As I type this I am wearing my “middle aged man” glasses—readers from the drugstore—that I carry in my pocket in a case that I ordered from Japan. My polyurethane case is as slick as an apple ipod, white, with straight and curvy black lines: Yes, it’s modeled after Rei’s plugsuit. Her name is there, in the reversed Japanese fashion. Ayanami Rei. She’s the poor girl who doesn't smile. The survivor in me can relate.
When I went right after work to the ticket wicket, hours early, I learned the show was nearly all sold out. Eh? Well of course! Young people will buy their tickets using technology! After retiring to the mall for some youthful Yankee junk food (KFC if you must know) I took my seat “early” and watched the theater, already mostly full, quickly filling up with excited fans. And yes, the kids really do hold up all sorts of hand held devices…
The last time I attended a special movie was at the Citadel, while visiting Edmonton, to see Orson Wells in The Third Man. At the time, already middle aged, I was a year or two younger than everyone else. None of the men there wore a baseball cap, and all of them wore a button up the front plaid shirt. Beards too. Not me, with my ball cap, jeans and T-shirt…
So there I was at Evangelion, a decade or two older than anyone else, and let me say: It was nerd heaven! Everyone wore a T-shirt. Me too. Next to me was a line of five young men who reminded me of something I had detested back in my youth: The guys in the center, talking excitedly, turning inward to each other, with their backs to the guy on the end, a fellow who was trying to be cool with being ignored and silent. Poor guy.
At the end of the flic I just had to chuckle. I’ve noticed how mundane moviegoers, whether they arrive by car or by foot, just as soon as the ending credits start to roll, seem to share a panicky senseless urge to escape. Not we nerds. A big clean up crew came in when the screen darkened for credits, but then they just had to stand in the corner… as almost none of us left… even though the words were in Japanese. The crew must have wondered, “Who are these anime fans?” At last the screen lightened and showed what we were waiting for: A preview of the next movie in the series. We’ll all be there!
Sean Crawford
Across the Pacific from Japan
A few speed bumps past my youth
February 2011
Footnotes:
~When I bought my third figurine of Rei, (an alternate universe version) at a comic store on Granville street in Vancouver, the woman at the counter said her boyfriend had two shelves of Rei figures, like a shrine.
~Last Sunday a member of the “over age thirty crowd,” a man with teenage boys, was over at my place. After seeing my anime figurines and tapestries he pulled up his sleeve to reveal his anime tattoo. Neat! Or as the kids would say, Sweet!

Supplied information >>
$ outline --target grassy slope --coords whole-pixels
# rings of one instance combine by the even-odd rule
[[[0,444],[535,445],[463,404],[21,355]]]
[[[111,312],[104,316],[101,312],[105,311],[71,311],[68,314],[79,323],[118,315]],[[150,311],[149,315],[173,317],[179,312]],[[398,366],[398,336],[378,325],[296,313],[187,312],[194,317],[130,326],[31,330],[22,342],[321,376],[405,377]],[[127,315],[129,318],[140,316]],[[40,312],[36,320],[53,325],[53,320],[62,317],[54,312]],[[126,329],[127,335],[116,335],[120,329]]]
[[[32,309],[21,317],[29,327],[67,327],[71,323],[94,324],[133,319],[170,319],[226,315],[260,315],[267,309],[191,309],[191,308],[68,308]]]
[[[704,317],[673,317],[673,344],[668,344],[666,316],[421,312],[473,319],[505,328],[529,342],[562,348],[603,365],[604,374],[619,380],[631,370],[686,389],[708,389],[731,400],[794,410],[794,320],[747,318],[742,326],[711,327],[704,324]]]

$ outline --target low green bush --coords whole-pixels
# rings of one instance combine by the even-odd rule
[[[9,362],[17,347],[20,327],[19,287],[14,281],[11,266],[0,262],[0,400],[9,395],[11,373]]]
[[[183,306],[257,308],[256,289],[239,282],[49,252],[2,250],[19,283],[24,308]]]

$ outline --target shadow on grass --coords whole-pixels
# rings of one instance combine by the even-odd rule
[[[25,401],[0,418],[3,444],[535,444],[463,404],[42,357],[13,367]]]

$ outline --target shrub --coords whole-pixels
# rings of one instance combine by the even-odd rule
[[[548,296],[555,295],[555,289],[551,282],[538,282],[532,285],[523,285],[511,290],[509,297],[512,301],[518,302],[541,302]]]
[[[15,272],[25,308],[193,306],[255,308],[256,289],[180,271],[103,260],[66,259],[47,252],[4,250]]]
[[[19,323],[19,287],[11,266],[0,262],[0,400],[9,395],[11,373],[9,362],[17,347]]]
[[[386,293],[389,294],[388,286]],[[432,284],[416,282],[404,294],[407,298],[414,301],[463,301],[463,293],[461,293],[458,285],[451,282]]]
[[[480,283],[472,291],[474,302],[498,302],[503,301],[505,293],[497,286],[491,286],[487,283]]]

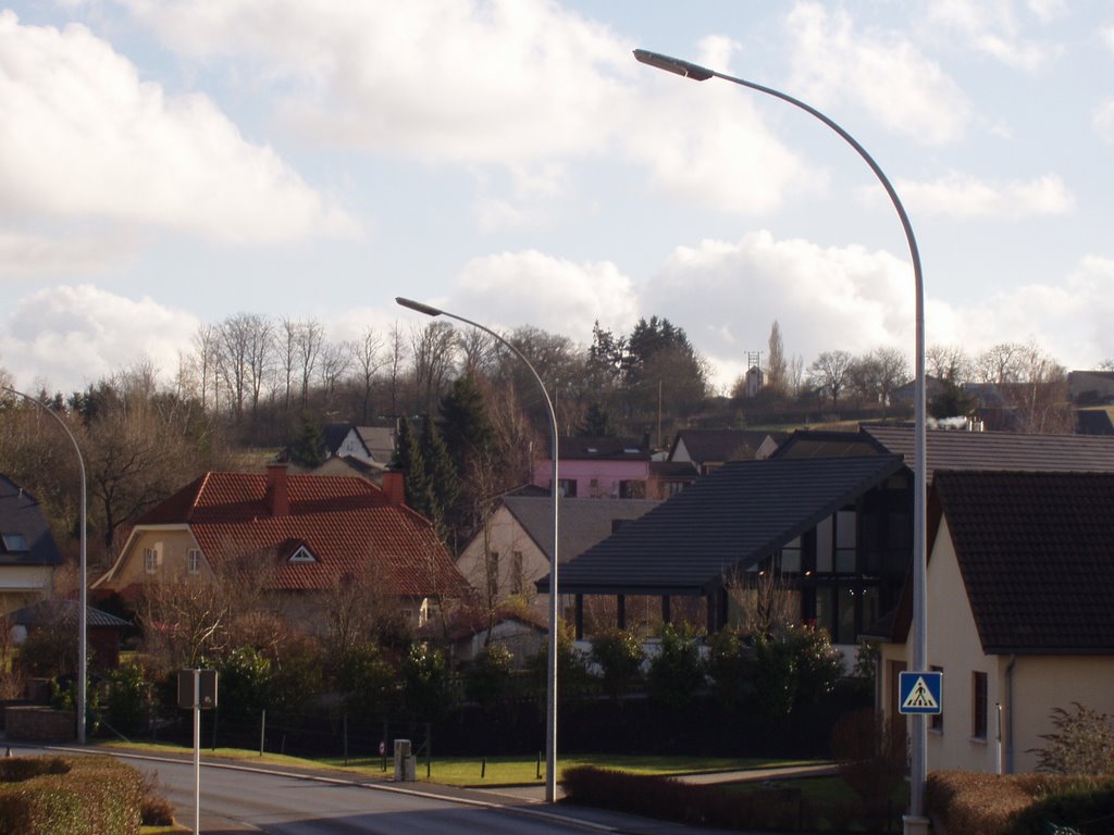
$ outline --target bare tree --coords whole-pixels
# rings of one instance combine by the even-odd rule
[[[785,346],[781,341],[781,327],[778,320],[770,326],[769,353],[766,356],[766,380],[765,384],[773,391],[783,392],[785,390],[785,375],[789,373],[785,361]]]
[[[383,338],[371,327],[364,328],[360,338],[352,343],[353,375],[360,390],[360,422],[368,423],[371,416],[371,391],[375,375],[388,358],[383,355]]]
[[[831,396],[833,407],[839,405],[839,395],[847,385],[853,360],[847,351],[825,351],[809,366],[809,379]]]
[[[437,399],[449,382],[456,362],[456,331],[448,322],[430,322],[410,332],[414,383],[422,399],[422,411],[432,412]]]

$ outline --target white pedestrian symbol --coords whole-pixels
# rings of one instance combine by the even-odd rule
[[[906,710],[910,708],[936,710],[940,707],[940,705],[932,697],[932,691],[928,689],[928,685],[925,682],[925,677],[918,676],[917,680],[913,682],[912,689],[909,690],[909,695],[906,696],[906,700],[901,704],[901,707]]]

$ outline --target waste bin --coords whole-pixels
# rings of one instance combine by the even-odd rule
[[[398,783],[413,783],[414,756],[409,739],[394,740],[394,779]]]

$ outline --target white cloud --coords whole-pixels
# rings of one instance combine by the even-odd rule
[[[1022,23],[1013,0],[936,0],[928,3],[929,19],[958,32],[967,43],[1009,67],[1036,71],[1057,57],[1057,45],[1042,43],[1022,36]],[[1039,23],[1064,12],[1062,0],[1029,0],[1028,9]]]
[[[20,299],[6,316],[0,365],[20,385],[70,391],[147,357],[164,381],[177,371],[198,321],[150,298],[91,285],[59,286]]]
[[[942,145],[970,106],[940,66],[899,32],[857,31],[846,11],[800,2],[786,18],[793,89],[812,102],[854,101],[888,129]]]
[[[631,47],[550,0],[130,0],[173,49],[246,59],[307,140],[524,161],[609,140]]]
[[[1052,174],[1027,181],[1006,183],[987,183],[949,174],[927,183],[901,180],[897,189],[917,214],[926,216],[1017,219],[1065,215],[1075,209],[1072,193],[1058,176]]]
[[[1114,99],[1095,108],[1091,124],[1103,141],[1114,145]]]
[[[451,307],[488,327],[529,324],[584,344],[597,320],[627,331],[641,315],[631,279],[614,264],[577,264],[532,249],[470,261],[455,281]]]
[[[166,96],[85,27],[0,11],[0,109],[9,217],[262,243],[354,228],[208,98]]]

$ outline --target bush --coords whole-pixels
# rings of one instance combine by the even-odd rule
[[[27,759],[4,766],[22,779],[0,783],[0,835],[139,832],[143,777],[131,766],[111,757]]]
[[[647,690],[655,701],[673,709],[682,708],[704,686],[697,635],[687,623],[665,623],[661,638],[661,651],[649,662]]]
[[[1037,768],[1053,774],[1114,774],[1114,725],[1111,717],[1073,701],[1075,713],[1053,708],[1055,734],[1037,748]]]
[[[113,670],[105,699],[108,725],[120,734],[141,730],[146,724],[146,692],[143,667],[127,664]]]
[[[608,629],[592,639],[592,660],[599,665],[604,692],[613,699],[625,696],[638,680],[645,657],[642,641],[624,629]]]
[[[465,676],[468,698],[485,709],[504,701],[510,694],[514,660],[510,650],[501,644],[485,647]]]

What to work on >>
[a] According to the Evangelion essay, which film did the writer last see at the Citadel in Edmonton?
[b] From the Evangelion essay, extract the passage that starts at the words "At the end of" and ends after the words "all be there!".
The rows have no role in this exercise.

Responses >>
[a] The Third Man

[b]
At the end of the flic I just had to chuckle. I’ve noticed how mundane moviegoers, whether they arrive by car or by foot, just as soon as the ending credits start to roll, seem to share a panicky senseless urge to escape. Not we nerds. A big clean up crew came in when the screen darkened for credits, but then they just had to stand in the corner… as almost none of us left… even though the words were in Japanese. The crew must have wondered, “Who are these anime fans?” At last the screen lightened and showed what we were waiting for: A preview of the next movie in the series. We’ll all be there!